REQUESTS:
(A) Put this sentence from the Limbo text into Spanish: "The operator := combines the declaration of a variable and assignment of a value to it."
(B) Write what comes next in the Limbo text, starting after its last sentence.

TEXT:
====
There are three list operators:
hd
and
tl
return the head and tail of a list, and
::
adds a new element to the head.
In this example, the
for
loop walks along the
args
list until the end,
printing the head element
(hd args),
then advancing
(args = tl args).
The value
nil
is the ‘‘undefined’’ or ‘‘explicitly empty’’ value
for non-numeric types.
The operator
:=
combines the declaration of a variable and assignment of a value to it.
The type of the variable on the left of
:=
is the type
of the expression on the right.
Thus, the expression
s := ""
in the
for
statement
declares a string
s
and initializes it to empty;
if after the loop,
s
is not empty,
something has been written in it.
By the way, there is no distinction between the values
nil
and
""
for strings.
The
+
and
+=
operators concatenate strings.
The expression
s[1:]
is a
slice
of the string
s
that starts at index 1
(the second character of the string) and goes
to the end; this excludes the unwanted
blank at the beginning of
s.
2.4.
Word Count
The word count program
wc
reads its standard input
and counts the number of lines, words, and characters.
Declarations have again been omitted.
# declarations omitted...
init(nil: ref Draw->Context, args: list of string)
{
sys = load Sys Sys->PATH;
buf := array[1] of byte;
stdin := sys->fildes(0);
OUT: con 0;
IN: con 1;
state := OUT;
nl := 0; nw := 0; nc := 0;
for (;;) {
n := sys->read(stdin, buf, 1);
if (n <= 0)
break;
c := int buf[0];
nc++;
if (c == ’\n’)
nl++;
if (c == ’ ’ || c == ’\t’ || c == ’\n’)
state = OUT;
else if (state == OUT) {
state = IN;
nw++;
}
}
sys->print("%d %d %d\n", nl, nw, nc);
}
This program contains several instances of the
:=
operator.
For example, the line
nl := 0; nw := 0; nc := 0;
declares three integer variables
and assigns zero to each.
A Limbo program starts with three open files for standard
input, standard output, and standard error, as in Unix.
====
DATASET SECTION:
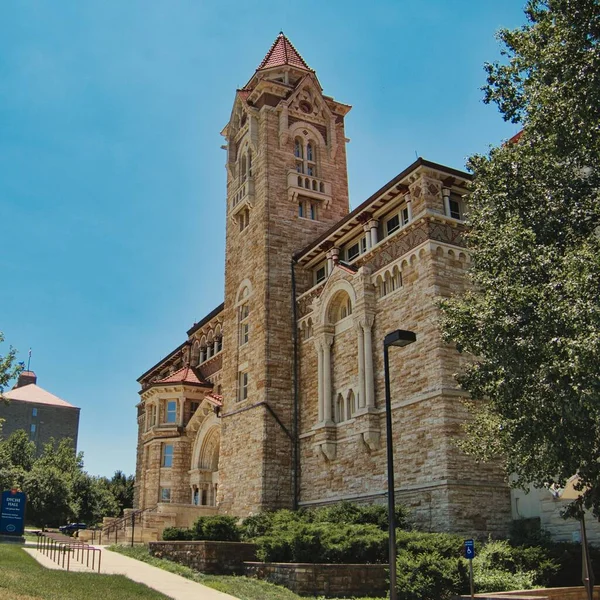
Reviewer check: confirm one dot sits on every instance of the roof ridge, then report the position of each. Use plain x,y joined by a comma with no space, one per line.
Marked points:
====
ANSWERS TO THE EXERCISE:
(A) El operador := combina la declaración de una variable y la asignación de un valor a ella.

(B)
The line
stdin := sys->fildes(0);
declares a variable
stdin
and assigns the corresponding file descriptor to it.
The type of
stdin
is whatever the type of
sys->fildes(0)
is, and it’s possible to get by without
ever knowing the name of that type.
(We will return to this shortly.)
The lines
OUT: con 0;
IN: con 1;
declare two integer constants with values zero and one.
There is no
enum
type in Limbo; the
con
declaration is the closest equivalent.
When the values are arbitrary, a different form is normally used:
OUT, IN: con iota;
The operator
iota,
when used in
con
declarations will produce the sequence of values 0, 1, ....,
one value in turn for each name declared in the same declaration.
It can appear in more complex expressions:
M1, M2, M4, M8: con 1 << iota;
N1, N3, N5, N7: con (2*iota)+1;
The first example generates a set of bitmask values; the second generates a
sequence of odd numbers.
Given the declarations of
IN
and
OUT,
the line
state := OUT;
declares
state
to be an integer with initial value zero.
The line
buf := array[1] of byte;
declares
buf
to be a one-element array of
bytes.
Arrays are indexed from zero, so
buf[0]
is the only element.
Arrays in Limbo are dynamic, so this array is created at
the point of the declaration.
An alternative would be to declare the array and
create it in separate statements:
buf : array of byte; # no size at declaration
buf = array[1] of byte; # size needed at creation
Limbo does no automatic coercions between types,
so an explicit coercion is required to convert the
single byte read from
stdin
into an
int
that can be used in subsequent comparisons with
int’s;
this is done by the line
c := int buf[0];
which declares
c
and assigns the integer value of the input byte to it.
2.5.
Word Count Version 2
The word count program above tacitly assumes that its input is
in the ASCII subset of Unicode, since it reads
input one byte at a time instead of one Unicode character
at a time.
If the input contains any multi-byte Unicode characters,
this code is plain wrong.
The assignment to
c
is a specific example: the integer value of the first byte
of a multi-byte Unicode character is not the character.
There are several ways to address this shortcoming.
Among the possibilities are
rewriting to use the
Bufio
module, which does string I/O,
or checking each input byte sequence to see if it is
a multi-byte character.
The second version of word counting uses
Bufio.
This example will also illustrate rules for accessing objects
within modules.
sys->fprint(sys->fildes(2), "wc: can’t open stdin: %r\n");
raise "fail:open";
}
OUT, IN: con iota;
state := OUT;
nl := big 0; nw := big 0; nc := big 0;
for (;;) {
c := iob.getc();
if (c == Bufio->EOF)
break;
nc++;
if (c == ’\n’)
nl++;
if (c == ’ ’ || c == ’\t’ || c == ’\n’)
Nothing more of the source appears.